=== YOUR TASK ===
Rewrite the lines of data below as a numbered list, omitting any blank lines.

[Lines of data]
* begin *

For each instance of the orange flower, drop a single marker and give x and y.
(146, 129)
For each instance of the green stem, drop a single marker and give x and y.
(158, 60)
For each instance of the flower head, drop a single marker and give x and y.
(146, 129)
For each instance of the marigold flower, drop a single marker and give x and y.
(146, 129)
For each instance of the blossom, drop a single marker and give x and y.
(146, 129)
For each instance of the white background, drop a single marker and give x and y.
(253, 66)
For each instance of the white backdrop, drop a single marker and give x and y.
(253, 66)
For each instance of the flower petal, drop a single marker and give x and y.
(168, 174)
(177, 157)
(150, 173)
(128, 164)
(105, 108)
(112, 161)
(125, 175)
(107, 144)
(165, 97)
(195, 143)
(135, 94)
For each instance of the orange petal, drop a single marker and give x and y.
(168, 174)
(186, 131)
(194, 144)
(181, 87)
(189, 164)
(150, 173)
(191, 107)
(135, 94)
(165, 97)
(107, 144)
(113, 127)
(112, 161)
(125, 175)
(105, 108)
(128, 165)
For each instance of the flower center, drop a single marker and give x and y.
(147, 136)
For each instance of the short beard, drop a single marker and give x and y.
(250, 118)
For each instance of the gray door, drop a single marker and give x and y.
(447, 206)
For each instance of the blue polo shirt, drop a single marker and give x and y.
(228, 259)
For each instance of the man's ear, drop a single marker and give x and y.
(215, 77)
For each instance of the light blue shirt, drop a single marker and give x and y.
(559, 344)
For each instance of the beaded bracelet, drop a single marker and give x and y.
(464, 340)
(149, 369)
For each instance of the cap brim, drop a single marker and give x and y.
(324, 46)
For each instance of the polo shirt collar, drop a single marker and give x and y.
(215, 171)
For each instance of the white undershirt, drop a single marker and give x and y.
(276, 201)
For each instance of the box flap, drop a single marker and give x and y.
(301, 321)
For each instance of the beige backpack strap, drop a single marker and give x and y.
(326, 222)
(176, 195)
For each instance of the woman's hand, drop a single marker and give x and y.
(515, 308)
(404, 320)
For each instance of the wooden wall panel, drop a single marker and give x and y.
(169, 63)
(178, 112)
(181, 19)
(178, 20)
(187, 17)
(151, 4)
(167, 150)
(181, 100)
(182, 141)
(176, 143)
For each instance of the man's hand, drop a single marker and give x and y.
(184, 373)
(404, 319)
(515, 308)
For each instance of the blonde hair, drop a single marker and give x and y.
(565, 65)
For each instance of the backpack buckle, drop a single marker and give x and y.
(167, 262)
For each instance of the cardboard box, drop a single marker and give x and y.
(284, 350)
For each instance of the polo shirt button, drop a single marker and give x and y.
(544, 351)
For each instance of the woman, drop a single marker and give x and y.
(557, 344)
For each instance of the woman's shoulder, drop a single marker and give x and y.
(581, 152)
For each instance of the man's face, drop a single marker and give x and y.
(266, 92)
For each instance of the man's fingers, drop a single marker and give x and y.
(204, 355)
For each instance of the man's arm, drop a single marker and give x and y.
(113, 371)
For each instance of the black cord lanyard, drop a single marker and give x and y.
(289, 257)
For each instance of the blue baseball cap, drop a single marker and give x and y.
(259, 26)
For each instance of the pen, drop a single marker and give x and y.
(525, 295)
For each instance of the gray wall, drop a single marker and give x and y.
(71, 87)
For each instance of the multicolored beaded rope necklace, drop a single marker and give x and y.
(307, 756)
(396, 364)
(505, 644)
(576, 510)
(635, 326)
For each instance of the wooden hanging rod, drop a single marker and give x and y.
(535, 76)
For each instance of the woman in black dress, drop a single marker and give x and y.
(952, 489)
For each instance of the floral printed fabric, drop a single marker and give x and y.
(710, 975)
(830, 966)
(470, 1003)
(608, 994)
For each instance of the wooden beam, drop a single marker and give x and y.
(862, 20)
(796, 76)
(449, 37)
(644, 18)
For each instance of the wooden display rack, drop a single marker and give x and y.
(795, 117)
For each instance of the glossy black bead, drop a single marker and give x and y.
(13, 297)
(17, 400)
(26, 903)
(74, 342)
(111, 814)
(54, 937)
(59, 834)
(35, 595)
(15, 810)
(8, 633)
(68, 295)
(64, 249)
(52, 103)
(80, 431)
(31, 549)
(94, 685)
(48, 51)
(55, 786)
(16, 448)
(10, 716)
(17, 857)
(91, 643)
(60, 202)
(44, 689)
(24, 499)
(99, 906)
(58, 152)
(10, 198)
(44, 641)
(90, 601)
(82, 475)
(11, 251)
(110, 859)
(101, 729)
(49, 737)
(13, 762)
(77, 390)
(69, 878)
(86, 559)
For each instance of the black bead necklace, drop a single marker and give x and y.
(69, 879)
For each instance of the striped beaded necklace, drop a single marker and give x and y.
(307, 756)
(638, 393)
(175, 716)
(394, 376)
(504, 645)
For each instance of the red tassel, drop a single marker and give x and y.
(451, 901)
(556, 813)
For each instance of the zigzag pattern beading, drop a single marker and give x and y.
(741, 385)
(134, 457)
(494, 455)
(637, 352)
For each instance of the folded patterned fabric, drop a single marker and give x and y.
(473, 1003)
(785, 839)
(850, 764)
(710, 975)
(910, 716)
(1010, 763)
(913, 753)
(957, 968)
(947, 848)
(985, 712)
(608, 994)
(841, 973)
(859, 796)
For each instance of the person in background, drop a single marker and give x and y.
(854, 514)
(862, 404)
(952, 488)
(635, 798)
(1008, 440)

* end *

=== ANSWER FOR THE TASK ===
1. For each instance of the orange flower, drop a single marker and give x and y.
2. (146, 129)
3. For each instance of the green stem, drop a single marker and give x and y.
4. (158, 60)
5. For each instance of the flower head, drop a single marker and give x and y.
6. (146, 129)
7. For each instance of the marigold flower, drop a single marker and give x and y.
8. (146, 129)
9. For each instance of the blossom, drop a single marker and give x and y.
10. (146, 129)
11. For each instance of the white background, drop a single marker and give x and y.
12. (253, 66)
13. For each instance of the white backdrop, drop a single marker and give x and y.
14. (253, 66)
15. For each instance of the flower petal, drop a single marker and give x and y.
16. (168, 174)
17. (177, 157)
18. (150, 173)
19. (128, 164)
20. (105, 108)
21. (112, 161)
22. (125, 175)
23. (107, 144)
24. (165, 97)
25. (195, 143)
26. (135, 94)
27. For each instance of the orange petal, drop a single marker and give x and y.
28. (168, 174)
29. (186, 131)
30. (194, 144)
31. (181, 87)
32. (189, 164)
33. (150, 173)
34. (191, 107)
35. (135, 94)
36. (165, 97)
37. (107, 144)
38. (113, 127)
39. (112, 161)
40. (125, 175)
41. (105, 108)
42. (128, 165)
43. For each instance of the flower center, drop a single marker and give x and y.
44. (147, 136)
45. For each instance of the short beard, drop a single marker and give x and y.
46. (250, 118)
47. For each instance of the gray door, drop a single marker and give x and y.
48. (447, 206)
49. For each instance of the blue polo shirt, drop a single marker and give x and y.
50. (228, 259)
51. For each instance of the man's ear, drop a single marker and give x and y.
52. (215, 77)
53. For each instance of the light blue shirt, drop a single marker and give x and y.
54. (559, 344)
55. For each instance of the beaded bracelet, drop a single marker and give x and y.
56. (464, 340)
57. (149, 369)
58. For each instance of the cap brim, drop a single marker and give x and y.
59. (324, 46)
60. For each instance of the polo shirt collar, drop a single marker and give x and y.
61. (215, 171)
62. For each instance of the white undershirt, drop a single marker and give x and y.
63. (276, 201)
64. For each instance of the box flap, drop a single marker and give x and y.
65. (301, 321)
66. For each instance of the beige backpack strap, drop a single marker and give x and y.
67. (326, 222)
68. (176, 195)
69. For each instance of the woman's hand, drop a single marker and give x and y.
70. (515, 308)
71. (404, 320)
72. For each instance of the wooden wall panel, drop a single marker and give x and y.
73. (169, 63)
74. (178, 112)
75. (181, 19)
76. (178, 20)
77. (187, 17)
78. (151, 4)
79. (167, 150)
80. (181, 100)
81. (182, 141)
82. (176, 143)
83. For each instance of the man's hand, drop a single marker and give x and y.
84. (184, 373)
85. (404, 319)
86. (515, 308)
87. For each instance of the blonde hair, drop a single marker and give x and y.
88. (565, 65)
89. For each instance of the backpack buckle, drop a single marker and give x and y.
90. (167, 262)
91. For each instance of the cardboard box, drop a single marker and give x and y.
92. (284, 350)
93. For each instance of the polo shirt button, drop a single marker and give x and y.
94. (544, 351)
95. For each instance of the woman, drop a single marker and give x and y.
96. (557, 344)
97. For each instance of the woman's shoulder, drop a single marker and give x and y.
98. (581, 152)
99. For each instance of the man's face, drop a single marker and give x and y.
100. (266, 92)
101. For each instance of the man's fingers, drop a single marker and give x and y.
102. (204, 355)
103. For each instance of the man's arm, drop a single marker and give x and y.
104. (113, 371)
105. For each instance of the black cord lanyard, drop a single marker and give x and y.
106. (289, 257)
107. For each instance of the blue baseball cap, drop a single marker and give x and y.
108. (259, 26)
109. For each instance of the pen, drop a single marker and give x and y.
110. (525, 295)
111. For each instance of the gray wall, drop a single marker and give x and y.
112. (71, 87)
113. For each instance of the multicolored beaded rope necklace, drop a single marker and give x and y.
114. (307, 756)
115. (396, 364)
116. (505, 644)
117. (576, 510)
118. (635, 326)
119. For each instance of the wooden hanging rod, drop a single marker and give x and y.
120. (535, 76)
121. For each instance of the woman in black dress, drop a single marker and give x and y.
122. (952, 489)
123. For each instance of the floral printed fabric, drop a single marker and give x and y.
124. (710, 975)
125. (830, 966)
126. (470, 1003)
127. (608, 994)
128. For each instance of the wooden beam, drop a single marker and give x and y.
129. (862, 20)
130. (796, 76)
131. (449, 37)
132. (644, 18)
133. For each instance of the wooden display rack, drop a single marker and give x and y.
134. (795, 117)
135. For each instance of the glossy black bead, drop a single marker and give x and y.
136. (13, 297)
137. (17, 400)
138. (26, 903)
139. (74, 342)
140. (111, 814)
141. (54, 937)
142. (59, 834)
143. (35, 595)
144. (15, 810)
145. (8, 633)
146. (68, 295)
147. (64, 249)
148. (52, 103)
149. (80, 431)
150. (31, 549)
151. (94, 685)
152. (48, 51)
153. (55, 786)
154. (16, 448)
155. (10, 716)
156. (17, 857)
157. (91, 643)
158. (60, 202)
159. (44, 689)
160. (24, 499)
161. (99, 906)
162. (58, 152)
163. (10, 198)
164. (44, 641)
165. (90, 601)
166. (82, 475)
167. (11, 251)
168. (110, 859)
169. (101, 729)
170. (49, 737)
171. (13, 762)
172. (77, 390)
173. (69, 878)
174. (86, 559)
175. For each instance of the black bead necklace, drop a single marker and give x and y.
176. (69, 879)
177. For each instance of the striped beaded necklace, drop a single marker and give x and y.
178. (307, 756)
179. (638, 393)
180. (175, 716)
181. (394, 376)
182. (504, 645)
183. For each instance of the red tassel, drop a single marker and give x and y.
184. (451, 901)
185. (556, 813)
186. For each instance of the zigzag pattern beading, drop a single marker and give x and y.
187. (741, 385)
188. (134, 457)
189. (494, 455)
190. (637, 352)
191. For each instance of the folded patterned fabric, drop a single marker and give x and y.
192. (473, 1003)
193. (785, 839)
194. (850, 764)
195. (710, 975)
196. (910, 716)
197. (1010, 763)
198. (913, 753)
199. (957, 968)
200. (947, 848)
201. (985, 712)
202. (608, 994)
203. (841, 973)
204. (859, 796)
205. For each instance of the person in background, drop a single marker and give x and y.
206. (854, 514)
207. (862, 404)
208. (952, 488)
209. (635, 798)
210. (1008, 440)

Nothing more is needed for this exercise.